━━ Exercise materials ━━

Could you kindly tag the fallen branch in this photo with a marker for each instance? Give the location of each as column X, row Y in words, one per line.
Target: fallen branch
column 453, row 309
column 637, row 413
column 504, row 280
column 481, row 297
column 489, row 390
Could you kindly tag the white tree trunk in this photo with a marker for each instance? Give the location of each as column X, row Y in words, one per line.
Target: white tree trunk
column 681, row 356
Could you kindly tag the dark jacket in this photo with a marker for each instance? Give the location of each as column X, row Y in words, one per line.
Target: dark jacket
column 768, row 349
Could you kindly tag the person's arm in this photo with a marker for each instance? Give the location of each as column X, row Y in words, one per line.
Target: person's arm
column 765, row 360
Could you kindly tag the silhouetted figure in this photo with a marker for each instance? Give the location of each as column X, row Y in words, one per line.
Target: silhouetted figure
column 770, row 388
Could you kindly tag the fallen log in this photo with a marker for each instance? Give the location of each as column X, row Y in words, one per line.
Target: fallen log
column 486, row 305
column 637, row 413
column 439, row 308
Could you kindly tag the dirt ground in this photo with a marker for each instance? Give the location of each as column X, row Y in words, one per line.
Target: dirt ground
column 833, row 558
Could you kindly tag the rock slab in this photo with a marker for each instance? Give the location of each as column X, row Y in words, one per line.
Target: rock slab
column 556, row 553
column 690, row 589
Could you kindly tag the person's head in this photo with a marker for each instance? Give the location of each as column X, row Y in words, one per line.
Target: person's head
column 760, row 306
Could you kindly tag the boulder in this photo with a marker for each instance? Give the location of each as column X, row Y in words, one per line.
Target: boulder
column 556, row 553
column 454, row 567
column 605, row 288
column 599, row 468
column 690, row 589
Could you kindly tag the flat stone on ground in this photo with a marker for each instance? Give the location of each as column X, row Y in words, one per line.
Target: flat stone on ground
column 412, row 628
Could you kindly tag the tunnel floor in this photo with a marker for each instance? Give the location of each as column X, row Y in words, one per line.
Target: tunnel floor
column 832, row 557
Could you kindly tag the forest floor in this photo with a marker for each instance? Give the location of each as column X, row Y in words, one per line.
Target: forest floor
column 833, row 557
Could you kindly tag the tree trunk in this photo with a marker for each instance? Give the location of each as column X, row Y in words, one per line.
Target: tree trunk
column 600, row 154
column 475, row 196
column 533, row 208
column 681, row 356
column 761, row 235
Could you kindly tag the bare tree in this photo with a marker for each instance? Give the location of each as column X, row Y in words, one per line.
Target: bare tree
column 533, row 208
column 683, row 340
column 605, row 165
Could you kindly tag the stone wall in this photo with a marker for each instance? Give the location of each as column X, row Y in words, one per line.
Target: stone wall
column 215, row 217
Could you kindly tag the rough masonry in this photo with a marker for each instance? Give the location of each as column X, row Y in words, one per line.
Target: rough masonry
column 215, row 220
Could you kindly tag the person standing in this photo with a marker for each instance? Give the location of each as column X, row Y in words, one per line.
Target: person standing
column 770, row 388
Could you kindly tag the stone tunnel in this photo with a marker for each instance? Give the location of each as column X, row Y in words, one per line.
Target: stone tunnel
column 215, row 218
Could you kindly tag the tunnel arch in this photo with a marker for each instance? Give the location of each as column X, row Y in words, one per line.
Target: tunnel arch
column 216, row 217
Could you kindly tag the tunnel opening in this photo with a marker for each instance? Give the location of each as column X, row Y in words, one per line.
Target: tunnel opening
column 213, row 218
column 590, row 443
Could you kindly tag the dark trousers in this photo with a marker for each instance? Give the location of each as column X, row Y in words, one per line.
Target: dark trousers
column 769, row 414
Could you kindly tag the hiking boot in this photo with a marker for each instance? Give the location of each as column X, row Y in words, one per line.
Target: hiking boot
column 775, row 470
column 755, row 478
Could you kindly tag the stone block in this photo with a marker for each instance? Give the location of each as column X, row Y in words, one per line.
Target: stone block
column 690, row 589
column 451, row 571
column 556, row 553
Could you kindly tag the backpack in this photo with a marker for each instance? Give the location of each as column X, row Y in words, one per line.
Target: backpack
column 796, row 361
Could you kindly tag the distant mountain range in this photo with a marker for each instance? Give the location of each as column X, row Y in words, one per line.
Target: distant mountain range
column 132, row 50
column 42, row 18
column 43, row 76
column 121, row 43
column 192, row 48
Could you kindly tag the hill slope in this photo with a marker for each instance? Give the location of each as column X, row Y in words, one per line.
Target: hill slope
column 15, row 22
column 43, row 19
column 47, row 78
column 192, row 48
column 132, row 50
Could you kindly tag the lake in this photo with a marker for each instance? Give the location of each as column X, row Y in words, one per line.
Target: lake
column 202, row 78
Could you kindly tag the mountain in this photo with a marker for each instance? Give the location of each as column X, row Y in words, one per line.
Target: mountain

━━━

=== Your task ===
Write out every line of the records above, copying each one character for character.

=== Result for this task ===
Could you kindly tag the fallen branch in this photo with a marker for each instance? Give the location of each as column X, row Y in words, one per line.
Target: fallen branch
column 453, row 309
column 637, row 413
column 504, row 280
column 481, row 297
column 489, row 390
Could you kindly tag the white tree trunk in this photo with a marker for each instance? Give the location of each as column X, row Y in words, one per line.
Target: white tree trunk
column 681, row 356
Could you kindly tag the dark jacket in this photo with a marker for each instance? Give the location of each as column X, row Y in words, one per line.
Target: dark jacket
column 768, row 349
Could you kindly tag the person's arm in this photo with a marker for each instance? Give the location of each as column X, row Y in words, one per line.
Target: person's arm
column 765, row 360
Could you kindly tag the silhouetted figure in this photo with a marker for each instance? Give the location of each as column X, row Y in words, one per line.
Target: silhouetted figure
column 770, row 388
Could you kindly tag the fallen log in this photo with a marker for each instance? Give the location of each as column X, row Y in words, one per line.
Target: fallen log
column 486, row 305
column 637, row 413
column 439, row 308
Could you kindly tag the dirt ground in this photo with a marker for each instance? Give the location of each as column X, row Y in words, one per line.
Target: dirt ground
column 833, row 558
Could you kindly tag the rock slab in this photo with a marker for each instance? Give the location of each as column X, row Y in words, one per line.
Target: rock slab
column 556, row 553
column 690, row 589
Could you kindly tag the person's head in this photo with a marker for each instance? Give the location of each as column X, row Y in words, one per line.
Target: person's head
column 760, row 306
Could you kindly tag the boulder in this photo with a marker for each instance? Give the location of each as column X, row Y in words, one per line.
Target: boulder
column 556, row 553
column 454, row 567
column 605, row 288
column 599, row 468
column 690, row 589
Could you kindly tag the flat stone on ground in this photo with a marker for each instance? Give the location of each as column X, row Y in words, one per line.
Target: flat stone on ground
column 412, row 628
Could you kindly tag the tunnel floor in this photo with a marker for each instance? Give the location of each as column X, row Y in words, one per line.
Target: tunnel floor
column 832, row 557
Could you kindly tag the forest floor in this photo with a marker for each instance? Give the location of each as column X, row Y in words, one per line.
Target: forest floor
column 833, row 557
Could you kindly tag the tree trunk in this photo with a marker for each instance? Give the location of each as column X, row Y in words, one per line.
Target: tree trunk
column 600, row 154
column 475, row 196
column 533, row 208
column 681, row 356
column 761, row 235
Could you kindly tag the bare tree in this photo with a marker for each instance? Give the location of each as column X, row Y in words, one per line.
Target: bare tree
column 533, row 208
column 683, row 340
column 605, row 165
Could you kindly tag the stone wall in this photo with a marker for each instance? Give the location of each as column X, row Y in words, one per line.
Target: stone wall
column 215, row 217
Could you kindly tag the rough masonry in this photo with a marker for each instance? Give the location of each as column X, row Y in words, one per line.
Target: rough masonry
column 215, row 220
Could you kindly tag the person standing in this photo with a marker for each instance? Give the location of each as column X, row Y in words, one per line.
Target: person standing
column 770, row 388
Could you kindly tag the stone tunnel in this photo with a marker for each instance? Give the location of each as column X, row Y in words, one per line.
Target: stone tunnel
column 215, row 218
Could you kindly tag the tunnel arch in this photo with a marker for each instance? Give the location of each as column X, row Y in words, one per line.
Target: tunnel arch
column 216, row 217
Could you kindly tag the tunnel opening in this photo with a marker for each instance? Give the location of each as column X, row Y in words, one per line.
Target: tunnel opening
column 213, row 218
column 590, row 443
Could you kindly tag the dark trousers in this photo with a marker for each instance? Give the location of each as column X, row Y in words, one per line.
Target: dark trousers
column 769, row 414
Could you kindly tag the hiking boot in this photo with a marker for each instance? Give the location of each as column X, row Y in words, one per line.
Target: hiking boot
column 775, row 470
column 755, row 478
Could you kindly tag the stone block in this photo with a marker for each instance? Give the location of each as column X, row Y in words, one per line.
Target: stone block
column 690, row 589
column 451, row 571
column 556, row 553
Could you kindly tag the backpack in this photo with a marker for each instance? Give the location of each as column X, row Y in words, one per line.
Target: backpack
column 796, row 361
Could you kindly tag the distant mountain range in this photo with a marker for each instance? Give the location of each as column X, row Y in words, one per line.
Target: distant mountain range
column 132, row 50
column 42, row 18
column 43, row 76
column 121, row 43
column 192, row 48
Could you kindly tag the hill slope in this photo with a marker for each instance? Give the location of each as column X, row Y in words, one per line.
Target: hill slope
column 15, row 22
column 43, row 19
column 47, row 78
column 192, row 48
column 132, row 50
Could you kindly tag the lake in this photo with a marker for each instance? Give the location of each as column X, row Y in words, one per line.
Target: lake
column 202, row 78
Could you kindly tag the mountain in this photo with a marker for each instance? Give the location of each as column X, row Y in words, one per line.
Target: mountain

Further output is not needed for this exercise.